**WHAT YOU HAVE TO DO:** Output every line of the rows below as a Markdown table with two columns, No. and Line, where No. numbers each line in order. Leave out any blank lines.
┌─ DATA SUPPLIED
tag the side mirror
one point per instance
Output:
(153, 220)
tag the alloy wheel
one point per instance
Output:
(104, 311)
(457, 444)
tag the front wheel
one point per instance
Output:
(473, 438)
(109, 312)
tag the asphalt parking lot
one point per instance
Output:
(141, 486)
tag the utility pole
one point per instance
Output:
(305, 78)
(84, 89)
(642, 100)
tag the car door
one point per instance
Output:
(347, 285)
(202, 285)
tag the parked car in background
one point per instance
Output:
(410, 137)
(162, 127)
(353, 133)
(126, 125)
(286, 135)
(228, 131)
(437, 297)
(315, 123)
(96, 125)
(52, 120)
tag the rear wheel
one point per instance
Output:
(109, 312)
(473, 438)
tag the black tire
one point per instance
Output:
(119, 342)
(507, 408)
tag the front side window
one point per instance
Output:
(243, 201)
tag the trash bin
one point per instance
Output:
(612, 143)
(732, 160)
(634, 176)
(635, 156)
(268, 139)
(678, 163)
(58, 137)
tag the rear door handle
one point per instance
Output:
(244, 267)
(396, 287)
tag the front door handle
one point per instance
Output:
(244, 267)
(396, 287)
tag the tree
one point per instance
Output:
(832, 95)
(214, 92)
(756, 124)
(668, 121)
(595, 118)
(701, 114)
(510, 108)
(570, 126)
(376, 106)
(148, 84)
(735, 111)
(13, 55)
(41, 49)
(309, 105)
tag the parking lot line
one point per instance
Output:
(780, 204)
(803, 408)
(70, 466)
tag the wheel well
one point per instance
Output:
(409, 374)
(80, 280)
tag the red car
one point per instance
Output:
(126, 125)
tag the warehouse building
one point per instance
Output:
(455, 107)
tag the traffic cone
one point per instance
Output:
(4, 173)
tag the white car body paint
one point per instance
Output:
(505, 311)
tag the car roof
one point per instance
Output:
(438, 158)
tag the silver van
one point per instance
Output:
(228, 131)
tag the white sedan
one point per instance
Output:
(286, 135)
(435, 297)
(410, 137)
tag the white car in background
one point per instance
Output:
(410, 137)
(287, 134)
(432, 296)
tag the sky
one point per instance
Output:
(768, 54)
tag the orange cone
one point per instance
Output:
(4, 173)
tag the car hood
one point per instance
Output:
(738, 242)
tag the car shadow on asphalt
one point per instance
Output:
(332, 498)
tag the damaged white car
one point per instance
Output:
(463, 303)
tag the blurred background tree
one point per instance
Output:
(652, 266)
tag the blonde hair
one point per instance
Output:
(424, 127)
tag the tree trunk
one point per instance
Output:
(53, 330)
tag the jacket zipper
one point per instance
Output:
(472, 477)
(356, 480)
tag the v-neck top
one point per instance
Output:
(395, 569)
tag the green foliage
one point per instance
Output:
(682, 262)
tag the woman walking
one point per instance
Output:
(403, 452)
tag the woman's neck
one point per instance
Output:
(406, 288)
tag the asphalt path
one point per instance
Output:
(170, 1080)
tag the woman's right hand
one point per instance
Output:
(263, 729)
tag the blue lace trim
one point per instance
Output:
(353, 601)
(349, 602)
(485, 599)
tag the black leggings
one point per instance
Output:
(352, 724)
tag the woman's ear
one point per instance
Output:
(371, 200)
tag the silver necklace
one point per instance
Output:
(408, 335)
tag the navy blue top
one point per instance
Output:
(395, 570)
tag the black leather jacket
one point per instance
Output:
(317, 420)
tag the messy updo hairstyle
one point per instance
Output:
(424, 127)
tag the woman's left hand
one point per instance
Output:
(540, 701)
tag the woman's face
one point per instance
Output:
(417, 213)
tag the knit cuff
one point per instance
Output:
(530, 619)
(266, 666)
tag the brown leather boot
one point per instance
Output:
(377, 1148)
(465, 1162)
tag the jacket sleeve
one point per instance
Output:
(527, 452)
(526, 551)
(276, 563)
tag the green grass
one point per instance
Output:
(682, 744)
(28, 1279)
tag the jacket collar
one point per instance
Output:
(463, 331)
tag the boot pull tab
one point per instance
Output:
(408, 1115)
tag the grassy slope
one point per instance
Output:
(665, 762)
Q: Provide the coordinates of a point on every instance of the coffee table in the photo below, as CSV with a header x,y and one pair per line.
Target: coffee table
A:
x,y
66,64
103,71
└─
**SOLVED PROBLEM:**
| No. | Line |
|---|---|
| 1 | tag the side mirror |
| 2 | one point per instance |
| 3 | Output: |
| 4 | (153, 220) |
| 5 | tag the alloy wheel |
| 6 | one point per instance |
| 7 | Output: |
| 8 | (104, 311) |
| 9 | (457, 444) |
| 10 | tag the front wheel |
| 11 | one point per instance |
| 12 | Output: |
| 13 | (473, 438) |
| 14 | (109, 312) |
| 15 | tag the asphalt parking lot |
| 16 | one point per instance |
| 17 | Output: |
| 18 | (141, 486) |
| 19 | tag the utility pole |
| 20 | one point per instance |
| 21 | Output: |
| 22 | (305, 78) |
| 23 | (84, 89) |
| 24 | (642, 100) |
| 25 | tag the car door |
| 26 | one point per instance |
| 27 | Output: |
| 28 | (347, 285) |
| 29 | (202, 285) |
| 30 | tag the parked car in background |
| 31 | one point per instance |
| 32 | Output: |
| 33 | (410, 137) |
| 34 | (162, 127) |
| 35 | (353, 133) |
| 36 | (126, 125) |
| 37 | (286, 135) |
| 38 | (228, 131) |
| 39 | (437, 297) |
| 40 | (315, 123) |
| 41 | (96, 125) |
| 42 | (52, 120) |
| 43 | tag the rear wheel |
| 44 | one point per instance |
| 45 | Output: |
| 46 | (109, 312) |
| 47 | (473, 438) |
| 48 | tag the black tire |
| 49 | one point per instance |
| 50 | Output: |
| 51 | (119, 342) |
| 52 | (507, 408) |
| 53 | tag the front side window |
| 54 | one point per instance |
| 55 | Output: |
| 56 | (243, 201) |
| 57 | tag the trash bin |
| 58 | one point per instance |
| 59 | Output: |
| 60 | (612, 143) |
| 61 | (732, 160) |
| 62 | (634, 176) |
| 63 | (635, 156) |
| 64 | (268, 139) |
| 65 | (678, 163) |
| 66 | (58, 137) |
| 67 | tag the rear door handle |
| 68 | one point per instance |
| 69 | Output: |
| 70 | (244, 267) |
| 71 | (396, 287) |
| 72 | tag the front door handle |
| 73 | one point per instance |
| 74 | Output: |
| 75 | (244, 267) |
| 76 | (396, 287) |
| 77 | tag the tree |
| 78 | one point per instance |
| 79 | Output: |
| 80 | (832, 95) |
| 81 | (214, 92) |
| 82 | (756, 124) |
| 83 | (668, 121) |
| 84 | (595, 118) |
| 85 | (701, 114) |
| 86 | (510, 108) |
| 87 | (570, 126) |
| 88 | (376, 106) |
| 89 | (148, 84) |
| 90 | (735, 111) |
| 91 | (13, 55) |
| 92 | (41, 49) |
| 93 | (309, 105) |
| 94 | tag the parking lot line |
| 95 | one point per instance |
| 96 | Output: |
| 97 | (780, 204) |
| 98 | (803, 408) |
| 99 | (70, 466) |
| 100 | tag the wheel well |
| 101 | one point per instance |
| 102 | Output: |
| 103 | (409, 374) |
| 104 | (80, 280) |
| 105 | tag the red car |
| 106 | one point per instance |
| 107 | Output: |
| 108 | (126, 125) |
| 109 | tag the warehouse building |
| 110 | one point per instance |
| 111 | Output: |
| 112 | (455, 107) |
| 113 | tag the traffic cone |
| 114 | one point per instance |
| 115 | Output: |
| 116 | (4, 173) |
| 117 | tag the white car body paint |
| 118 | one point per instance |
| 119 | Output: |
| 120 | (505, 311) |
| 121 | tag the car roof |
| 122 | one point per instance |
| 123 | Output: |
| 124 | (438, 158) |
| 125 | tag the silver van |
| 126 | one point per instance |
| 127 | Output: |
| 128 | (228, 131) |
| 129 | tag the white sedan |
| 130 | one point per instance |
| 131 | Output: |
| 132 | (286, 135) |
| 133 | (435, 297) |
| 134 | (410, 137) |
| 135 | tag the white car in background |
| 136 | one point per instance |
| 137 | Output: |
| 138 | (410, 137) |
| 139 | (287, 134) |
| 140 | (432, 296) |
| 141 | tag the sky |
| 142 | one point per instance |
| 143 | Output: |
| 144 | (768, 54) |
| 145 | tag the orange cone |
| 146 | one point per instance |
| 147 | Output: |
| 148 | (4, 173) |
| 149 | tag the car hood |
| 150 | one point per instance |
| 151 | Output: |
| 152 | (738, 242) |
| 153 | tag the car shadow on asphalt |
| 154 | one point per instance |
| 155 | Output: |
| 156 | (332, 498) |
| 157 | tag the damaged white car |
| 158 | one point per instance |
| 159 | Output: |
| 160 | (463, 303) |
| 161 | tag the blurred background tree |
| 162 | one point per instance |
| 163 | Output: |
| 164 | (652, 266) |
| 165 | tag the blonde hair |
| 166 | one point per instance |
| 167 | Output: |
| 168 | (424, 127) |
| 169 | tag the tree trunk |
| 170 | one point per instance |
| 171 | Output: |
| 172 | (53, 330) |
| 173 | tag the jacket zipper |
| 174 | one point per instance |
| 175 | Output: |
| 176 | (472, 477) |
| 177 | (356, 480) |
| 178 | tag the v-neck top |
| 179 | one point per instance |
| 180 | Output: |
| 181 | (395, 569) |
| 182 | tag the green foliage |
| 183 | one point per instance |
| 184 | Output: |
| 185 | (682, 262) |
| 186 | tag the woman walking |
| 187 | one point per instance |
| 188 | Output: |
| 189 | (403, 452) |
| 190 | tag the woman's neck |
| 191 | one point per instance |
| 192 | Output: |
| 193 | (406, 288) |
| 194 | tag the asphalt path |
| 195 | one point per instance |
| 196 | Output: |
| 197 | (170, 1080) |
| 198 | tag the woman's right hand |
| 199 | one point per instance |
| 200 | Output: |
| 201 | (263, 729) |
| 202 | tag the blue lace trim |
| 203 | one point per instance |
| 204 | Output: |
| 205 | (353, 601) |
| 206 | (349, 602) |
| 207 | (485, 599) |
| 208 | tag the black leggings |
| 209 | one point per instance |
| 210 | Output: |
| 211 | (352, 724) |
| 212 | tag the woman's ear |
| 213 | one point per instance |
| 214 | Output: |
| 215 | (371, 200) |
| 216 | tag the silver necklace |
| 217 | one point per instance |
| 218 | Output: |
| 219 | (408, 335) |
| 220 | tag the navy blue top |
| 221 | one point per instance |
| 222 | Output: |
| 223 | (395, 570) |
| 224 | tag the black leather jacket |
| 225 | one point per instance |
| 226 | Output: |
| 227 | (317, 420) |
| 228 | tag the messy updo hairstyle |
| 229 | one point per instance |
| 230 | Output: |
| 231 | (424, 127) |
| 232 | tag the woman's left hand |
| 233 | one point per instance |
| 234 | Output: |
| 235 | (540, 701) |
| 236 | tag the woman's face |
| 237 | one point per instance |
| 238 | Output: |
| 239 | (417, 213) |
| 240 | tag the knit cuff |
| 241 | one point per instance |
| 242 | Output: |
| 243 | (530, 619) |
| 244 | (266, 666) |
| 245 | tag the brown leather boot |
| 246 | one point per instance |
| 247 | Output: |
| 248 | (377, 1148) |
| 249 | (465, 1162) |
| 250 | tag the jacket sleeve |
| 251 | one point per instance |
| 252 | Output: |
| 253 | (527, 452) |
| 254 | (526, 551) |
| 255 | (276, 563) |
| 256 | tag the green grass |
| 257 | one point per instance |
| 258 | Output: |
| 259 | (682, 744) |
| 260 | (28, 1279) |
| 261 | tag the jacket collar |
| 262 | one point per instance |
| 263 | Output: |
| 264 | (463, 331) |
| 265 | tag the boot pull tab |
| 266 | one point per instance |
| 267 | Output: |
| 268 | (408, 1115) |
| 269 | tag the grassy slope |
| 270 | one point per instance |
| 271 | Output: |
| 272 | (665, 762) |
| 273 | Q: Provide the coordinates of a point on every instance of the coffee table in the photo below, as CSV with a header x,y and one pair per line. |
| 274 | Target: coffee table |
| 275 | A: |
| 276 | x,y |
| 277 | 66,64 |
| 278 | 103,71 |